* [Set exercise]
Convert the listing below, from the line containing "Objective — one point per instance of the pink" through its last line, into a JSON list of strings, one string per line, leaving out blank lines.

* [Given records]
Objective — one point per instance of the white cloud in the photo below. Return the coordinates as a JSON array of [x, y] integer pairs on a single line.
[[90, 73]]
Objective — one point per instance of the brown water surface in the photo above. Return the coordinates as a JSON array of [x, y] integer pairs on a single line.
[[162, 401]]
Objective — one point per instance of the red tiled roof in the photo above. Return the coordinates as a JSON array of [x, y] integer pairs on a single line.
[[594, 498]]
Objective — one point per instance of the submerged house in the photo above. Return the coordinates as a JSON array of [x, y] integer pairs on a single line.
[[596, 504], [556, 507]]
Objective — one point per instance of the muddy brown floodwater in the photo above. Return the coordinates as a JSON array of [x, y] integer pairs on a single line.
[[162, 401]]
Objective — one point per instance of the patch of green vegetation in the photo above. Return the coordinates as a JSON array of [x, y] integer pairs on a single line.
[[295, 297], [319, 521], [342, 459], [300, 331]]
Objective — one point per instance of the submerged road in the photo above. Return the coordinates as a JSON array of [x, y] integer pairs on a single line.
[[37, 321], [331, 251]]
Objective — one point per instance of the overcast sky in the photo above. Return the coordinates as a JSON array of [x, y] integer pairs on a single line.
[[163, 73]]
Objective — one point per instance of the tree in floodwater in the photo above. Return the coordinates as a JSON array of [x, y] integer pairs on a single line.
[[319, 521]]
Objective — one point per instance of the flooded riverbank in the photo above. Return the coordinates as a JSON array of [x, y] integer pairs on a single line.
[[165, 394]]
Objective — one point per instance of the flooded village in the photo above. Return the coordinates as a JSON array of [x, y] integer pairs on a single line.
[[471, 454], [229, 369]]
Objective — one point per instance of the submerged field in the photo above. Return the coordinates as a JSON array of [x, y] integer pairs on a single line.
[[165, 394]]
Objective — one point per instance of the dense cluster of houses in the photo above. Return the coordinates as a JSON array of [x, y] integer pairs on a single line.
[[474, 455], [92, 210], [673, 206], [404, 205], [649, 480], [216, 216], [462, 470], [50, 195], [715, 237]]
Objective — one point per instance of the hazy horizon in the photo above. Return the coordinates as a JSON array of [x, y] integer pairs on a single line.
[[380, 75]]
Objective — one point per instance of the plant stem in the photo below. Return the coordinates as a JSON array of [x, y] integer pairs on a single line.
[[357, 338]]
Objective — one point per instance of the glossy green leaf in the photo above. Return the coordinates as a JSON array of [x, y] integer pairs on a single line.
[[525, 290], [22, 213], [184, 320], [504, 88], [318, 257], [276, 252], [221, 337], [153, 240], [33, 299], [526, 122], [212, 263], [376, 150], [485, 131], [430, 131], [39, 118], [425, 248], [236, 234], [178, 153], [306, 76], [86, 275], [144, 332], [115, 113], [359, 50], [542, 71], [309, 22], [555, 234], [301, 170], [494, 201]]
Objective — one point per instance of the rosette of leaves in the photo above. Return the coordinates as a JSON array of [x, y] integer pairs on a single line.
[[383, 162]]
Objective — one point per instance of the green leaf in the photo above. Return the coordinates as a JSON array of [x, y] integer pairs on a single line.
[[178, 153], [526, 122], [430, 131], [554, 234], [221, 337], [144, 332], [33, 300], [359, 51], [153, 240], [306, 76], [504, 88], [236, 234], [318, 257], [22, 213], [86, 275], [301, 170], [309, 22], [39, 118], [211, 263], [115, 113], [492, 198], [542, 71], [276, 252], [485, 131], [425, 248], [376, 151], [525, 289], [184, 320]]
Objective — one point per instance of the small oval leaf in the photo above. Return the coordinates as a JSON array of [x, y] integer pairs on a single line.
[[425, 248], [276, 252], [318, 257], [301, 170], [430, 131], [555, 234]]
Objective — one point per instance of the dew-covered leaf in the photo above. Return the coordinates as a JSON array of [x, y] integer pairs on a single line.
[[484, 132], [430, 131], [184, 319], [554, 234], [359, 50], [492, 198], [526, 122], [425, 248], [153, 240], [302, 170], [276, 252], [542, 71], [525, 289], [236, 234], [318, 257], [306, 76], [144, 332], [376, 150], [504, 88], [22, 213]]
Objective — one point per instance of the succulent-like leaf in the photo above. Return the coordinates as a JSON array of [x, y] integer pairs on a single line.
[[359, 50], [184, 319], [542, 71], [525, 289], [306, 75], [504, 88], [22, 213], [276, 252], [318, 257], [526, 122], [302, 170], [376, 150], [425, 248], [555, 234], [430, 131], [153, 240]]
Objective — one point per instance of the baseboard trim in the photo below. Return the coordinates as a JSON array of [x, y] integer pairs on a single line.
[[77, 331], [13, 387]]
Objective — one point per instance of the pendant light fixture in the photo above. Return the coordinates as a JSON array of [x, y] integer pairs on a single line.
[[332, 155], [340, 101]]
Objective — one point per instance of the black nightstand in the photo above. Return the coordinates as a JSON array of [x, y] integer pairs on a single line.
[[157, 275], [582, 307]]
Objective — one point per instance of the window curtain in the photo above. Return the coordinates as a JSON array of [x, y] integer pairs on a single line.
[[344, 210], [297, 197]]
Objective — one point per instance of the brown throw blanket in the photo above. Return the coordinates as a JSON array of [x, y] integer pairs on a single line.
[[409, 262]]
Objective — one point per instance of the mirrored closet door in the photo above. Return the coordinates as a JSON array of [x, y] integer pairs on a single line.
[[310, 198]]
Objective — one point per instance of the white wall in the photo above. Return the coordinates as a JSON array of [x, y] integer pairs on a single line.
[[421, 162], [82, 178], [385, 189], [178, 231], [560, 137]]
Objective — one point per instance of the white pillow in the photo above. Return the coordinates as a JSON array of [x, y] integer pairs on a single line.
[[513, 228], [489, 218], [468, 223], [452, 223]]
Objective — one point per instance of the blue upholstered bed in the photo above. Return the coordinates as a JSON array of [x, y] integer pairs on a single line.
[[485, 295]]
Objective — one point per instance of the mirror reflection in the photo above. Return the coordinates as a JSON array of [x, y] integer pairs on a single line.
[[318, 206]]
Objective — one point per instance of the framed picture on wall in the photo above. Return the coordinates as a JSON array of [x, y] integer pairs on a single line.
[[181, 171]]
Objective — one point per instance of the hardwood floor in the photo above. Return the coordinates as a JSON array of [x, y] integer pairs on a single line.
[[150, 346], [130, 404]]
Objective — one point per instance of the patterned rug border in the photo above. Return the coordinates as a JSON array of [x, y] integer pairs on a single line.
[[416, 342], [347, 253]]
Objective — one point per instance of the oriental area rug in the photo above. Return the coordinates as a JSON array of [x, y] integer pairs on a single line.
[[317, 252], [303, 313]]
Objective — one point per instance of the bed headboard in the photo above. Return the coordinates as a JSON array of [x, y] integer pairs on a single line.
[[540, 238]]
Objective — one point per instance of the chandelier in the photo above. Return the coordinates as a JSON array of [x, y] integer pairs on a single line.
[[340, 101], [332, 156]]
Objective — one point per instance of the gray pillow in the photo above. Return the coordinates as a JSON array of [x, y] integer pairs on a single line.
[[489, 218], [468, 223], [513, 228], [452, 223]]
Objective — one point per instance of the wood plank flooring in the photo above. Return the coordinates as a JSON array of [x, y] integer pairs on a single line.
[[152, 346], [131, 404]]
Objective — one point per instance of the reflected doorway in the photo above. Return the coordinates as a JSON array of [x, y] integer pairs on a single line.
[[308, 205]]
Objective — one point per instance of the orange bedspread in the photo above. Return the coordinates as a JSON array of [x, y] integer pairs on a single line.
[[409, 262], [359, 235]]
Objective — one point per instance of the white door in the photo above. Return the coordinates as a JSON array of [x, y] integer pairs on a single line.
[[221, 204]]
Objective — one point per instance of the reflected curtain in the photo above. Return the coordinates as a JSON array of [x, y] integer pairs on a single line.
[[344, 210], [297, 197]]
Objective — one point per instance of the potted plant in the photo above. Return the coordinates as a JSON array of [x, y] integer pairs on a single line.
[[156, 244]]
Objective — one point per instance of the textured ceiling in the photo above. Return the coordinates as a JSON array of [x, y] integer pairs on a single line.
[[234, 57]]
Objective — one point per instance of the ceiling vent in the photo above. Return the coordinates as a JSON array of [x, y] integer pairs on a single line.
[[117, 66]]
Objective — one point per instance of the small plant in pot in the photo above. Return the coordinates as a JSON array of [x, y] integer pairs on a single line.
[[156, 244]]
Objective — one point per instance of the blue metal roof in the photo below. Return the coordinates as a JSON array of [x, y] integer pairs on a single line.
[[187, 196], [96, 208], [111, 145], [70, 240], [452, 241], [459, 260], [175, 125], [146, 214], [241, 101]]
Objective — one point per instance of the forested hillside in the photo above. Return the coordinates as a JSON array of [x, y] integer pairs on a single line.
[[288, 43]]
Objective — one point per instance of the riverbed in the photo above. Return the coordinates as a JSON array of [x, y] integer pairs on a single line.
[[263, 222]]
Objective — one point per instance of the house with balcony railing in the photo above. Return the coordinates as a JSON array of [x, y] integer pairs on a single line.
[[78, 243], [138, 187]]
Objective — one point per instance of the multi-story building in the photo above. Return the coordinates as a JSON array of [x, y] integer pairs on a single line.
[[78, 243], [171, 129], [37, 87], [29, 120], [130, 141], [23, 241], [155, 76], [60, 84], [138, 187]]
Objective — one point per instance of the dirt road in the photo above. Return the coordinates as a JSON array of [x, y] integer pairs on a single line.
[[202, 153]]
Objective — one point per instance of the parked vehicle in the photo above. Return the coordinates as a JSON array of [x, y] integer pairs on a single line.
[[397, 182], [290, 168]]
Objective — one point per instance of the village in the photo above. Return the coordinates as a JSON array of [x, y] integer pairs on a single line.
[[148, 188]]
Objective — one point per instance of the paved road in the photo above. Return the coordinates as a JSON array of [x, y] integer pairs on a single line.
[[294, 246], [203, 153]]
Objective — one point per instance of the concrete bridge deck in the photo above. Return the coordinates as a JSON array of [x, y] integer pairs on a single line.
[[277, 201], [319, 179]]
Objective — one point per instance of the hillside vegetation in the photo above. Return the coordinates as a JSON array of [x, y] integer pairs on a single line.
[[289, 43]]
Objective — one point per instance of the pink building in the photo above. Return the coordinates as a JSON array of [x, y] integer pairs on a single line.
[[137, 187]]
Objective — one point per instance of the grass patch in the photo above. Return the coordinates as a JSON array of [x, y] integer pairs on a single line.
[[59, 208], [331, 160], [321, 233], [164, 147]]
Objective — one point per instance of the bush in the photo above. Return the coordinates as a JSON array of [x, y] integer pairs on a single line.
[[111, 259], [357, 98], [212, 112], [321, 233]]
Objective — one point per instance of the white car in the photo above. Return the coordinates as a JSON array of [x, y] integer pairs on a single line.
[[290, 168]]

* [Answer below]
[
  "Objective — one point per instance of the pink building in the photo above. Return the coordinates as a JSON array of [x, y] integer pairs on a single line.",
  "[[137, 187]]",
  "Objective — one point per instance of the grass patch in the photo above. Return the coordinates as a JSON array of [x, y] integer pairs on a single line.",
  "[[59, 208], [331, 160], [321, 233], [164, 147]]",
  "Objective — one point per instance of the bush in the photo above. Return the coordinates as a JSON array of [x, y] integer pairs on a single line.",
  "[[111, 259], [357, 98], [212, 112], [321, 233]]",
  "Objective — one point per instance of the white car in the photo above. Return the coordinates as a JSON array of [x, y] integer pairs on a single line.",
  "[[290, 168]]"
]